Top of Input
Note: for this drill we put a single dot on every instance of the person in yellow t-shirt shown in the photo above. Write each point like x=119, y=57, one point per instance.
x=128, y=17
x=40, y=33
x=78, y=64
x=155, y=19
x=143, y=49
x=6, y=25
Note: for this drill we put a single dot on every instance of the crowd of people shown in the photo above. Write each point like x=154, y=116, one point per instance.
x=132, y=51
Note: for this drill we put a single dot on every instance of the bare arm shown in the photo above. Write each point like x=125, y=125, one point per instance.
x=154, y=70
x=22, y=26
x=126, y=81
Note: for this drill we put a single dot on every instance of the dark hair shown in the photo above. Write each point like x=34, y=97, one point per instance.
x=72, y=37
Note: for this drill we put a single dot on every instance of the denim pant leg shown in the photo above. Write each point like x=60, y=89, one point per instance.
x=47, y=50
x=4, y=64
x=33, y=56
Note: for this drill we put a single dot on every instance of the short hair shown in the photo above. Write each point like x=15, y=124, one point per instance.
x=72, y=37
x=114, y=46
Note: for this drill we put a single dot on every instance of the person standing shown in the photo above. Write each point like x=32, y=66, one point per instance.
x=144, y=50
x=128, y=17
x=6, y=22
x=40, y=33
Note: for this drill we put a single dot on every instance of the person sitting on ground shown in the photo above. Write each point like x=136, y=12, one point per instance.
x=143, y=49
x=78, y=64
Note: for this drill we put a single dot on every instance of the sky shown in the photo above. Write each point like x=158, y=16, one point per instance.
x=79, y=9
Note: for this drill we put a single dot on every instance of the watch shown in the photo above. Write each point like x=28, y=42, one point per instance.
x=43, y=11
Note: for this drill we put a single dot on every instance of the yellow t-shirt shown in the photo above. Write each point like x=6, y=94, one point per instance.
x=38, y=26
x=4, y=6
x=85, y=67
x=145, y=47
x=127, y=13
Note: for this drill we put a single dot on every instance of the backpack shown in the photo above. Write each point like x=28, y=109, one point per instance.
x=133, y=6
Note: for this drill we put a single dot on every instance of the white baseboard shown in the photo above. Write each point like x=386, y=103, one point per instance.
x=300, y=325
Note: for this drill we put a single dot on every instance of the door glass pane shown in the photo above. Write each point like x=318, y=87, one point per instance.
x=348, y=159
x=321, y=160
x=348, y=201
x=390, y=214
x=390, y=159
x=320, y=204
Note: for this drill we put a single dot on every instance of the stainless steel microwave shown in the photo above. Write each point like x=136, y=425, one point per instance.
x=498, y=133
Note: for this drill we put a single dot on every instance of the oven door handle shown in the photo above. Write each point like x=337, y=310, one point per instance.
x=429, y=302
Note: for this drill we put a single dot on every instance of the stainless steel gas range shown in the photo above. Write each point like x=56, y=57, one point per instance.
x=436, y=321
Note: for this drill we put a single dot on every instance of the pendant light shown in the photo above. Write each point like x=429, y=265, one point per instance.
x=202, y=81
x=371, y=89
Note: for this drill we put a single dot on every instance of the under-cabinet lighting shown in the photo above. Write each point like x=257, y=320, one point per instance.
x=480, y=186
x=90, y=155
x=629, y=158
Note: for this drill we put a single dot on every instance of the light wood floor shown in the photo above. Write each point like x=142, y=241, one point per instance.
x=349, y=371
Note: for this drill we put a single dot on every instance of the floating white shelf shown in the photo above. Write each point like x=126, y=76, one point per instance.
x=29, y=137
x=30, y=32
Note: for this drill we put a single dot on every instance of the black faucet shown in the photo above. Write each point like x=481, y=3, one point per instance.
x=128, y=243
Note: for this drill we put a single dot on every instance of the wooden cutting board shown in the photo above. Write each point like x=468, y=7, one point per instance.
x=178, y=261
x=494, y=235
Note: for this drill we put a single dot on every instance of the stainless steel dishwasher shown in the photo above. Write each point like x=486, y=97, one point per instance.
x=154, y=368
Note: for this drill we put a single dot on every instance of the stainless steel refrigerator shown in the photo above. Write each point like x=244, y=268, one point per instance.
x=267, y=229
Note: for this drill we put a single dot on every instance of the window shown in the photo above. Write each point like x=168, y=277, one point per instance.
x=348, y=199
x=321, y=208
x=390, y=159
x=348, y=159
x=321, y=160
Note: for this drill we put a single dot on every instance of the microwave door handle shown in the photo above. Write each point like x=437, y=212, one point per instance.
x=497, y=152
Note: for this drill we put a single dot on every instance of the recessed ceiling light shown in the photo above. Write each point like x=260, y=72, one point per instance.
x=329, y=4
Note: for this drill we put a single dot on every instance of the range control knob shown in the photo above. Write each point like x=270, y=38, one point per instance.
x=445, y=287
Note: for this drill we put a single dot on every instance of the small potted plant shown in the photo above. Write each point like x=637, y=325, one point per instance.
Bottom of Input
▶ Task prompt:
Repeat every entry exactly. Nothing may be dropped.

▶ Answer for the task:
Note: for this drill we put a single dot on every instance of the person in yellow t-shirt shown in the photo above. Write each point like x=119, y=57, one point per instance.
x=128, y=17
x=40, y=33
x=78, y=64
x=155, y=19
x=143, y=49
x=6, y=25
Note: for this drill we put a single dot on every instance of the crowd of people shown in the photo above. Write each point like x=154, y=116, one point per instance.
x=132, y=51
Note: for this drill we put a single dot on every instance of the bare arm shown in the photo above. Write each point like x=125, y=125, one point per instance.
x=154, y=70
x=22, y=26
x=126, y=81
Note: for this drill we put a single dot on every instance of the dark hair shown in the photo above. Write each point like x=34, y=97, one point per instance.
x=72, y=37
Note: for this drill we put a single dot on every instance of the denim pant leg shown in the photo above. Write each point like x=60, y=89, one point per instance.
x=47, y=50
x=4, y=64
x=33, y=56
Note: for this drill we put a single dot on every instance of the short hair shown in the photo above. Write each point like x=15, y=124, one point per instance.
x=72, y=37
x=114, y=46
Note: for this drill we put a single dot on every instance of the person standing shown in the photo above. Write each point like x=32, y=66, one point per instance.
x=144, y=50
x=128, y=17
x=6, y=22
x=40, y=33
Note: for this drill we put a single dot on every instance of the person sitting on ground shown in the photo above. Write each point like x=136, y=12, one point per instance.
x=143, y=49
x=78, y=64
Note: for this drill we put a single dot on every instance of the sky shown in the photo above. Write each point like x=158, y=16, one point per instance.
x=79, y=9
Note: for this drill we put a single dot on every instance of the watch shown in the photo above. Write each point like x=28, y=42, one point per instance.
x=43, y=11
Note: for this drill we put a single dot on every instance of the yellow t-shirt shown in the photo above. Write each point like x=6, y=94, one point per instance.
x=38, y=26
x=4, y=6
x=85, y=67
x=145, y=47
x=127, y=13
Note: for this drill we put a single dot on every instance of the backpack shown in the photo above. Write each point like x=28, y=109, one point per instance.
x=133, y=6
Note: for this drill we put a single dot on every instance of the white baseboard shown in the photo above. Write each point like x=386, y=103, one point per instance.
x=300, y=325
Note: for this drill we put a single dot on every instance of the door glass pane shown in the photo above. Write each point like x=318, y=87, one point per instance.
x=348, y=159
x=321, y=160
x=348, y=201
x=390, y=214
x=390, y=159
x=320, y=204
Note: for this drill we put a single dot on every instance of the stainless steel microwave shown in the photo above. Write each point like x=136, y=425, one point per instance.
x=498, y=133
Note: for this drill we put a single dot on every instance of the oven door handle shown in the photo above. Write each point like x=337, y=310, one point per instance.
x=429, y=302
Note: for this drill we put a single dot on every instance of the stainless steel gas range shown in the photo above. Write each point like x=56, y=57, one point per instance.
x=436, y=321
Note: for this drill we put a single dot on every instance of the pendant light shown in the photo above. Write each point like x=429, y=265, one point per instance.
x=202, y=81
x=371, y=89
Note: for this drill we put a single dot on every instance of the under-cabinet lighting shown in the photo above. Write each point like x=257, y=320, one point per instance.
x=480, y=186
x=90, y=155
x=629, y=158
Note: for this drill we put a single dot on every instance of the light wood floor shown in the photo above. Write each point like x=142, y=241, one point per instance.
x=349, y=371
Note: for this drill we put a single dot on every instance of the floating white shelf shown in the photo above. Write each point like x=126, y=76, one point per instance.
x=29, y=137
x=30, y=32
Note: for this drill we put a single dot on every instance of the black faucet shown in the photo above. Write each point like x=481, y=3, one point per instance.
x=128, y=243
Note: for this drill we put a single dot on every instance of the wooden cutting board shown in the photo above. Write each point like x=468, y=7, one point per instance.
x=178, y=261
x=494, y=235
Note: for this drill we put a single dot on every instance of the stainless steel dishwasher shown in the photo above. Write each point like x=486, y=97, one point per instance.
x=154, y=368
Note: for this drill we put a single dot on every instance of the stainless steel refrigerator shown in the photo above. Write each point like x=244, y=268, one point per instance.
x=267, y=229
Note: for this drill we put a single dot on every instance of the window shown in the photo above. Write each point like x=168, y=277, one point per instance.
x=348, y=199
x=321, y=208
x=390, y=159
x=348, y=159
x=321, y=160
Note: for this drill we put a single dot on every instance of the microwave door handle shown in the photo above. Write each point like x=437, y=212, one point per instance.
x=497, y=152
Note: for this drill we put a single dot on every instance of the recessed ceiling light shown in the photo above. Write each point like x=260, y=72, one point per instance.
x=329, y=4
Note: for this drill we put a single dot on every instance of the range control knob shown in the photo above. Write each point like x=270, y=38, one point per instance.
x=445, y=287
Note: for this drill we put a single dot on every instance of the small potted plant shown in the photo above. Write each point like x=637, y=325, one point per instance.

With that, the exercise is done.